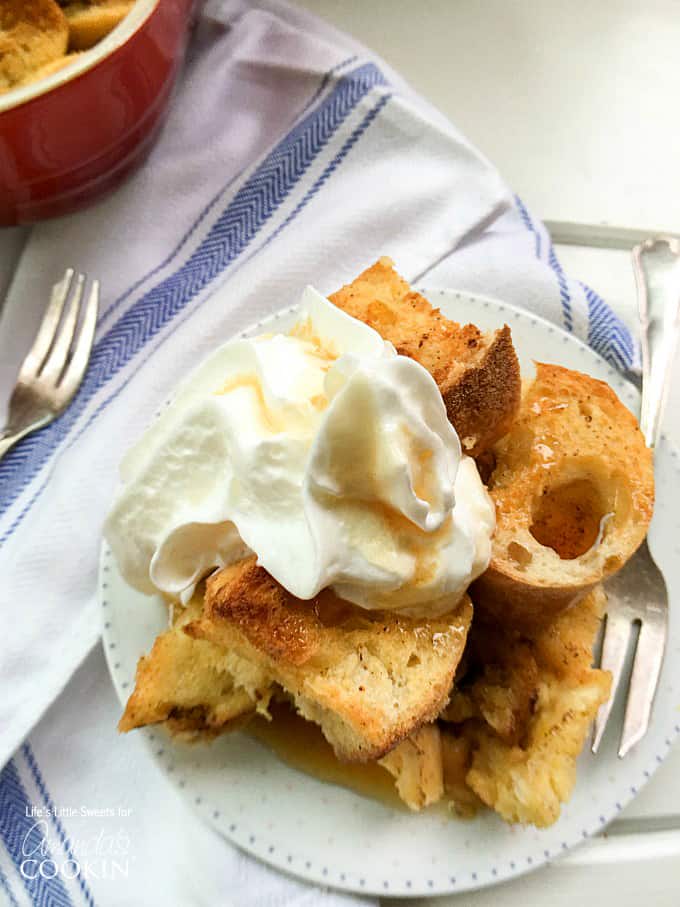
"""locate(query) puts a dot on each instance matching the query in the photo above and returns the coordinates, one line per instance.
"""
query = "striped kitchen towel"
(291, 156)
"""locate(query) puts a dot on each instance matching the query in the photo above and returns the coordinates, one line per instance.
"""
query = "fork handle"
(656, 263)
(9, 438)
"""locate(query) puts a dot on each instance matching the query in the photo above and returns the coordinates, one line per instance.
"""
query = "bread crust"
(32, 35)
(477, 374)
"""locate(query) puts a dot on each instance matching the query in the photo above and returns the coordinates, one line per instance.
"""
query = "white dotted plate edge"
(333, 837)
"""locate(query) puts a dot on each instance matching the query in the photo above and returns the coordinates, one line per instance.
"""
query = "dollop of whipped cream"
(325, 453)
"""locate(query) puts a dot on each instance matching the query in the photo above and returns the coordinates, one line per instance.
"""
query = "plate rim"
(478, 880)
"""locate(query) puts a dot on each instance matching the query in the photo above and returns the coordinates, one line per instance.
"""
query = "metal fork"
(51, 373)
(637, 594)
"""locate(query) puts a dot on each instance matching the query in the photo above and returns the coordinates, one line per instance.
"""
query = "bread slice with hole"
(477, 373)
(32, 35)
(573, 486)
(192, 687)
(368, 679)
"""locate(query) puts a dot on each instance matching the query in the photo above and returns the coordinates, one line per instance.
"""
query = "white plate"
(332, 836)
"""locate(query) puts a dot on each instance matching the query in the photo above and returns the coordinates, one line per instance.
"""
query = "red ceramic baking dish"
(67, 139)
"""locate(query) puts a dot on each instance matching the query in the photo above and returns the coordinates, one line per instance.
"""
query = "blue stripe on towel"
(252, 206)
(49, 803)
(606, 332)
(7, 888)
(23, 837)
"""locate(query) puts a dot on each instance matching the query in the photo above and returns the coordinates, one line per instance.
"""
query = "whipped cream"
(325, 453)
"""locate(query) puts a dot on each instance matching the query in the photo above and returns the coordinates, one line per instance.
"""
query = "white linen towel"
(291, 156)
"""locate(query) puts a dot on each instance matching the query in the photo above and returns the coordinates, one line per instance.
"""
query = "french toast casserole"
(477, 690)
(40, 37)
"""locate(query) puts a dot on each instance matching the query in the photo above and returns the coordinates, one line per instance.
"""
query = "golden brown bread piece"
(477, 374)
(90, 22)
(416, 765)
(33, 34)
(518, 721)
(573, 487)
(369, 679)
(191, 686)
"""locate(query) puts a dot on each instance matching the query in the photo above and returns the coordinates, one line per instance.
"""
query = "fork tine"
(614, 646)
(48, 327)
(643, 682)
(58, 355)
(82, 346)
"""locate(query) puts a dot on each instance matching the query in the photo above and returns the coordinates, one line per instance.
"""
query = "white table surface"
(576, 104)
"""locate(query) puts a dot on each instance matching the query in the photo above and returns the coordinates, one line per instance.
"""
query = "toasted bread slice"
(192, 687)
(519, 760)
(89, 22)
(32, 35)
(477, 374)
(573, 487)
(369, 679)
(50, 68)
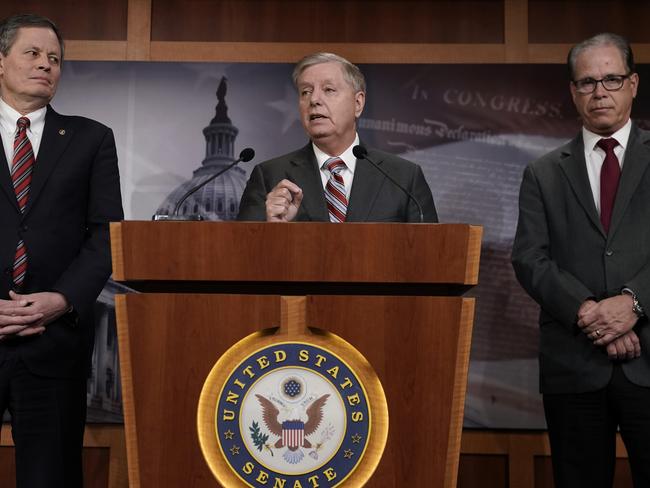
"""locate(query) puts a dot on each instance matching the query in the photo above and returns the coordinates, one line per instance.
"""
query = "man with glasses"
(582, 251)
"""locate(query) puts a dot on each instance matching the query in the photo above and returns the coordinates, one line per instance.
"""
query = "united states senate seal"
(294, 414)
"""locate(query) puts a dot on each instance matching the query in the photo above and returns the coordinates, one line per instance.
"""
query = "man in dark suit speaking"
(59, 189)
(324, 181)
(582, 251)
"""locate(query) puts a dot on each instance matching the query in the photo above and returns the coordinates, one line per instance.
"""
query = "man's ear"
(359, 103)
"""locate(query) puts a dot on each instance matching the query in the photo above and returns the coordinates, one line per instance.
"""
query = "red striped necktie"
(21, 176)
(610, 173)
(337, 202)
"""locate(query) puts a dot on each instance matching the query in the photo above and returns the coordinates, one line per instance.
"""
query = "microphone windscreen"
(247, 154)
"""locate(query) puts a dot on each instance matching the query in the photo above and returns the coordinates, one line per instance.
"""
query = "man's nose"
(314, 99)
(600, 90)
(44, 63)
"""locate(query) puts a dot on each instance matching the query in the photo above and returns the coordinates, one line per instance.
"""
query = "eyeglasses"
(610, 83)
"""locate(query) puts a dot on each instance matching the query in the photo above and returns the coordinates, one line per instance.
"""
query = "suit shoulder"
(283, 160)
(79, 122)
(552, 158)
(391, 159)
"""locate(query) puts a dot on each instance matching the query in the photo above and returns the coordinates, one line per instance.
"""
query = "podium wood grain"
(418, 345)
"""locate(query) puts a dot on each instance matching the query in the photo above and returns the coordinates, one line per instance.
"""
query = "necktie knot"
(22, 123)
(607, 145)
(335, 165)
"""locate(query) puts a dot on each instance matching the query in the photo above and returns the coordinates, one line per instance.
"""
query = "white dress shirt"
(8, 129)
(347, 173)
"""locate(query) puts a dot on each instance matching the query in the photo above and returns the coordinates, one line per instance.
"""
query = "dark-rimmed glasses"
(610, 83)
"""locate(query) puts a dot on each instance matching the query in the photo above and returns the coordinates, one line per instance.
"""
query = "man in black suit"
(59, 189)
(582, 251)
(300, 185)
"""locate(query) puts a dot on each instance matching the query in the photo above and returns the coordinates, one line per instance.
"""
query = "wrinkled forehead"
(320, 73)
(606, 59)
(42, 38)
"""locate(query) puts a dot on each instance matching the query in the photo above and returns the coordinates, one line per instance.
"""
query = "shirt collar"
(622, 136)
(347, 156)
(9, 117)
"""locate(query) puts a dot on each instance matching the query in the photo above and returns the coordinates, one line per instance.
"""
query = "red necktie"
(610, 173)
(21, 176)
(337, 202)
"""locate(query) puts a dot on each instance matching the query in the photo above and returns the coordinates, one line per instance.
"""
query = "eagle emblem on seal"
(298, 424)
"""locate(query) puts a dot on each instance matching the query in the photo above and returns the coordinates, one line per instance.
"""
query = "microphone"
(246, 155)
(360, 152)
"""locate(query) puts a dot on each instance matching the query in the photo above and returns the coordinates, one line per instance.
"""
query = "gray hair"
(351, 72)
(9, 30)
(599, 40)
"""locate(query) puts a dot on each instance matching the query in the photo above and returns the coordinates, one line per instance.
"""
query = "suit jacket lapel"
(56, 137)
(366, 186)
(5, 178)
(574, 166)
(304, 172)
(635, 164)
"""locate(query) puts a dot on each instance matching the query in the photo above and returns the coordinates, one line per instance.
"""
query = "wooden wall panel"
(408, 21)
(99, 20)
(555, 21)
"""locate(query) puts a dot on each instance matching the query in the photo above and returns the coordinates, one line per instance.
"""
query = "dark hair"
(603, 39)
(9, 30)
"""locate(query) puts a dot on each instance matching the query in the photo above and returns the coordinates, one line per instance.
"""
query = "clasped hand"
(609, 323)
(25, 315)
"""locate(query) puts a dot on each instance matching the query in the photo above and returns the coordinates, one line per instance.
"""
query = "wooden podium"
(391, 290)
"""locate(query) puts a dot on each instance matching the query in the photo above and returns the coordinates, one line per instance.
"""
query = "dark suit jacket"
(373, 197)
(562, 256)
(74, 194)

..............................

* [TASK TO CARRY OUT]: List each line above that contains the word "with", copying every such line in full.

* [RESPONSE BELOW]:
query = "bread slice with hole"
query = "man with glasses"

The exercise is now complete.